Add ability to schedule recurring incremental backups #359

HoustonPutman · 2021-10-28T21:49:28Z

Resolves #303

Still needs a bit of love, but the bulk of the work should be there.

TODO:

Documentation & Changelog entry
Cleaning up logic around restarts
Rebase after other backup PRs are merged
Manual testing

gerlowskija · 2021-10-29T17:05:52Z

Whoa man, this is awesome. Thanks for picking this up - you took it right off my TODO list haha.

I've just taken a glance so far but intend to give it a more thorough review this afternoon (or Monday at latest).

One preliminary comment that I'm sure will put my foot solidly in my mouth once I actually review the code: I'm surprised to see that the scheduling functionality is exposed in the 'solrbackup' CRD as opposed to a new, separate resource type.

Did you consider a separate CRD at all, and if so was there a reason you decided to do same-CRD?

——————

What to do:
Transcribe everything in the backup scheduling thread from "Documentation & Changelog" down to "to do same-CRD?", keeping every word unchanged.

Supplied data:
——————

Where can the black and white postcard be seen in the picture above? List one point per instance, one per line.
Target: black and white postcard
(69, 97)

——————

Exercise result:
Documentation & Changelog entry
Cleaning up logic around restarts
Rebase after other backup PRs are merged
Manual testing

gerlowskija · 2021-10-29T17:05:52Z

Whoa man, this is awesome. Thanks for picking this up - you took it right off my TODO list haha.

I've just taken a glance so far but intend to give it a more thorough review this afternoon (or Monday at latest).

One preliminary comment that I'm sure will put my foot solidly in my mouth once I actually review the code: I'm surprised to see that the scheduling functionality is exposed in the 'solrbackup' CRD as opposed to a new, separate resource type.

Did you consider a separate CRD at all, and if so was there a reason you decided to do same-CRD?